Complete the following →
**a)** Decide whether each statement agrees with the stem cell news item below. (i) Qi-Long Ying is from the University of Southern California. (ii) The discovery is said to matter for producing liver cells. (iii) The findings suggest the cells stay unchanged if shielded from differentiation signals. For each, answer yes or no and quote the deciding words.
**b)** Write a continuation of the stem cell news item below, starting after its last sentence.
____ Excerpted text
Stem cells replicate, but not the way we think: Study

May 22nd, 2008 - 1:41 pm ICT by admin  

Washington, May 22 (IANS) New findings have shed light on the little known process of embryonic stem cell replication and would help scientists control tumour cell growth more effectively. “Our study suggests that what we believe about how embryonic stem cell self-renewal is controlled is wrong. Our findings will likely change the research direction of many stem cell laboratories,” said Qi-Long Ying, of University of Southern California and co-author of the paper.

This study presents a completely new paradigm for understanding how to grow embryonic stem cells in the lab,” said Martin Pera, also a co-author.

“The discovery has major implications for large scale production of specialised cells, such as brain, heart muscle and insulin producing cells, for future therapeutic use,” he added.

The findings, while negating current understanding of stem cell self-renewal and differentiation, also suggest that they will remain unchanged if shielded from differentiation signals.
________
____ Supplied material
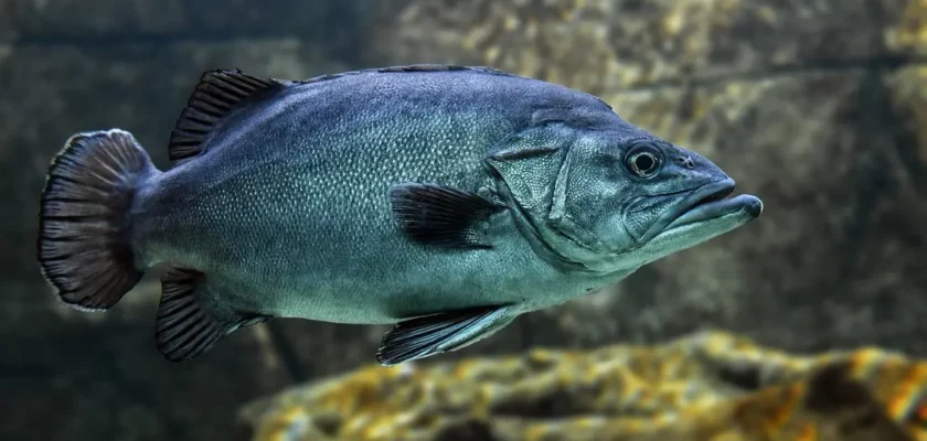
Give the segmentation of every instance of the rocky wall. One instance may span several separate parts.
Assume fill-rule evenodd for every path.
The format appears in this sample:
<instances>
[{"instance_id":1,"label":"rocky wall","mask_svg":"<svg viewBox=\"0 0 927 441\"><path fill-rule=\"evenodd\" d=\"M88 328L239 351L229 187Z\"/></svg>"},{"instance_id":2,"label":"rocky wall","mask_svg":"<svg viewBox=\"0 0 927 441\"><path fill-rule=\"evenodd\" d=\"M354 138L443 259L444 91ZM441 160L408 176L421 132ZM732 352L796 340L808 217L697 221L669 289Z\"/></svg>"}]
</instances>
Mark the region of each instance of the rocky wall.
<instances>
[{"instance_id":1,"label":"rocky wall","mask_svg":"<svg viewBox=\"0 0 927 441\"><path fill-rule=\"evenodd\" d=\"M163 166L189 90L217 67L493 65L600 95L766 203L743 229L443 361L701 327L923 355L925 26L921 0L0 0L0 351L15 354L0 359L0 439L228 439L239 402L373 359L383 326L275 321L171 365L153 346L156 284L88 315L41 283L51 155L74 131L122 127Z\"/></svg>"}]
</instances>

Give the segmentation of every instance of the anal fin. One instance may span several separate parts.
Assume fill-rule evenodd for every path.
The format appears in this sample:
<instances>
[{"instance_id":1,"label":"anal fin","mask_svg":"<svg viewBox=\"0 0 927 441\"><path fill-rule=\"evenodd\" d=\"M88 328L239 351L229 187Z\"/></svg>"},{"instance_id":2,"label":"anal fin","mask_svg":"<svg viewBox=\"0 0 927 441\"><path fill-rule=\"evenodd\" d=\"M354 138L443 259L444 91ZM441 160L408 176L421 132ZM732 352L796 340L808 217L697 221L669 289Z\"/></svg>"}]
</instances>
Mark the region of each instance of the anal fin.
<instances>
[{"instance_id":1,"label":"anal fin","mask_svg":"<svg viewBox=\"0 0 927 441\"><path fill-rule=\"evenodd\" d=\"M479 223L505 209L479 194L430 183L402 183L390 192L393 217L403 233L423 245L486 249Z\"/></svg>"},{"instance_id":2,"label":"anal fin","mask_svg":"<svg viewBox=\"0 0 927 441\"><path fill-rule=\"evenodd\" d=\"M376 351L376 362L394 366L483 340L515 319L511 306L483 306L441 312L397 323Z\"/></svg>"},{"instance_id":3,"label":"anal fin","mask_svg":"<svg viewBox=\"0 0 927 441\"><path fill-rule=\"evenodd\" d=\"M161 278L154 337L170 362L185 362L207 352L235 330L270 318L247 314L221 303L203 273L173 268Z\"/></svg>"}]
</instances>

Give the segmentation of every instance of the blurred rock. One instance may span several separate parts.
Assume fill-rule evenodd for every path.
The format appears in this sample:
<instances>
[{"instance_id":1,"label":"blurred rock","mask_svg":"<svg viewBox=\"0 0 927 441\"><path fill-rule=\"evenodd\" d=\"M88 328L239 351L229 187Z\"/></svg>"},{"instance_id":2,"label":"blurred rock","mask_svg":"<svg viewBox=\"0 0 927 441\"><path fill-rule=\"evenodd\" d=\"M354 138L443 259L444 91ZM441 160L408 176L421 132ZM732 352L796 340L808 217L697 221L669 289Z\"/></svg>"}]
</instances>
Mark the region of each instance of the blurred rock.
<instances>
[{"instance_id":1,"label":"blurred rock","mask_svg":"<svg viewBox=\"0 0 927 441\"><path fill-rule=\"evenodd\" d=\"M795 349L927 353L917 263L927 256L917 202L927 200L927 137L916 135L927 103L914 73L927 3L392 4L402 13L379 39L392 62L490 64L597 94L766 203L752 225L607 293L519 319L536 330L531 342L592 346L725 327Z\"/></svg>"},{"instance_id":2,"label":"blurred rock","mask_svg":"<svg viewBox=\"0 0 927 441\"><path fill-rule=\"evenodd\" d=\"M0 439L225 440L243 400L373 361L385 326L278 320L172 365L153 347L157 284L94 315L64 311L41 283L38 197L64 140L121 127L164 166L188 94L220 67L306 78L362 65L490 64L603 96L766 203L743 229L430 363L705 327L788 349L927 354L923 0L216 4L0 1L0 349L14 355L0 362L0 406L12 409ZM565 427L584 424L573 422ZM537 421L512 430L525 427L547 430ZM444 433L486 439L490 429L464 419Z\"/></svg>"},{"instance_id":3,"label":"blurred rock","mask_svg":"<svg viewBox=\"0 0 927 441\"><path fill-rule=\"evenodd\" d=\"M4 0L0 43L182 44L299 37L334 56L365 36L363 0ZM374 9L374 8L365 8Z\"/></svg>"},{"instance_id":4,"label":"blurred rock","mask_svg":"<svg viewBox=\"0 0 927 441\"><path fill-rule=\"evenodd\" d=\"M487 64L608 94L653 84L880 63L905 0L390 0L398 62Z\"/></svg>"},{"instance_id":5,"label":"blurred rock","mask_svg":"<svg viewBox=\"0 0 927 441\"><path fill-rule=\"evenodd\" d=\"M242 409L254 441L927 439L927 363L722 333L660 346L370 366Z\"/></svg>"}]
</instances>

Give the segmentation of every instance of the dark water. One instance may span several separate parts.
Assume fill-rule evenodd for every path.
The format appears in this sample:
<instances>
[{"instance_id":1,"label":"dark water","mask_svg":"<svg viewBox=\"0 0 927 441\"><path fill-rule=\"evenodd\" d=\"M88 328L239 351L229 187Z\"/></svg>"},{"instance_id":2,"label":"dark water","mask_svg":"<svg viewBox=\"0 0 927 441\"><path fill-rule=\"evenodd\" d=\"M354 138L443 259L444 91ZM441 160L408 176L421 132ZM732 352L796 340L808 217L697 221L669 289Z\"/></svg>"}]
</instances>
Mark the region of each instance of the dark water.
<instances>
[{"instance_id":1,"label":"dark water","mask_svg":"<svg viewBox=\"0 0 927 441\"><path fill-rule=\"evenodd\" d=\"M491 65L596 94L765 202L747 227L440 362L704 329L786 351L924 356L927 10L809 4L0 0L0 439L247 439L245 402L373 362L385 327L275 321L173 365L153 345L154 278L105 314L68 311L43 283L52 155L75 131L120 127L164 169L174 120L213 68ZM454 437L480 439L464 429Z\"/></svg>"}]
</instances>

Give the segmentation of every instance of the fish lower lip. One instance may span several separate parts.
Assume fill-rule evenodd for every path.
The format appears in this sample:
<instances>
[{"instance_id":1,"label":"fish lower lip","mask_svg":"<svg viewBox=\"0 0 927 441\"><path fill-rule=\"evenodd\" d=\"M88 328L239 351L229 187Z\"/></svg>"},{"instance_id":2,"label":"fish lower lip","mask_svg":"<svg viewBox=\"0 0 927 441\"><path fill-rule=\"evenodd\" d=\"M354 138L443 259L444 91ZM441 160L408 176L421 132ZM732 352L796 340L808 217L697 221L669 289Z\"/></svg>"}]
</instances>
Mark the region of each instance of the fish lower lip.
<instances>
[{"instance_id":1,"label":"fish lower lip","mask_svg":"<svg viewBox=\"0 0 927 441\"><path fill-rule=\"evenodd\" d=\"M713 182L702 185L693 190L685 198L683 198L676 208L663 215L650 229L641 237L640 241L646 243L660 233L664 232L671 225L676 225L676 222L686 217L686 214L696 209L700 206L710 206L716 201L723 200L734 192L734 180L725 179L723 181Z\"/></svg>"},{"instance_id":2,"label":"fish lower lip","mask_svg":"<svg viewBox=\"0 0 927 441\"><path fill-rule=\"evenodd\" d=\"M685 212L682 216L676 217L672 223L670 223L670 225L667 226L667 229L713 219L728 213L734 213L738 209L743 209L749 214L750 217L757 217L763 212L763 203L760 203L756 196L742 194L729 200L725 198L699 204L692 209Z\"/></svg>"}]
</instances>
________
Outputs by task →
**a)**
(i) Yes: "Qi-Long Ying, of University of Southern California"
(ii) No: "such as brain, heart muscle and insulin producing cells"
(iii) Yes: "they will remain unchanged if shielded from differentiation signals"

**b)**
Small molecules can be applied to block the chemicals from activating the differentiation process, enabling the cell is to self-renew or multiply, as generic stem cells.

Embryonic stem cells have only been derived from a very small number of species.

“We believe the process we discovered in mice may facilitate the derivation of embryonic stem cells from species like pigs, cows or other large animals, which have not been done before,” added Ying.

With better understanding of this process of embryonic stem cells multiplication, researchers have additional insight on tumour cell growth as these cells share similar qualities.

“Our study reveals part of the little known process of how embryonic stem cells multiplication is regulated. This is important for us in understanding how to control tumour cell growth moving forward in cancer research,” said Ying.

The findings of the study have been published in the latest issue of the journal Nature.